Pointing dataset items:
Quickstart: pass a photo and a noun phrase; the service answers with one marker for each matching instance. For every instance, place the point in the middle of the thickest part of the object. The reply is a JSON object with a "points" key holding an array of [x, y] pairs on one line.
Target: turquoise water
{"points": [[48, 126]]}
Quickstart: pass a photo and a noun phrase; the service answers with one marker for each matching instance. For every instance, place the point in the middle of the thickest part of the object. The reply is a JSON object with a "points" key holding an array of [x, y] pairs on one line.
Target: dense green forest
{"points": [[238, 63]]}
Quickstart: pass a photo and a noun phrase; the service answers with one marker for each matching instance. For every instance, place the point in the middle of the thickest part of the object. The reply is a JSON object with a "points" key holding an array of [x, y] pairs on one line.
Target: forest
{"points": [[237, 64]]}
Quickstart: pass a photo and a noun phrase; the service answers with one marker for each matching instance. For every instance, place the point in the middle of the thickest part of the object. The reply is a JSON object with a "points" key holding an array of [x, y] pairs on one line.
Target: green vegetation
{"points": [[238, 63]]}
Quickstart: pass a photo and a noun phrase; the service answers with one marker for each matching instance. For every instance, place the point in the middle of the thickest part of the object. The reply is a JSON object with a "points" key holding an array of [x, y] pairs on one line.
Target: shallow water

_OBJECTIVE:_ List every line in the items above that contains the string "water". Case counts.

_EXERCISE OUTPUT:_
Target: turquoise water
Target: shallow water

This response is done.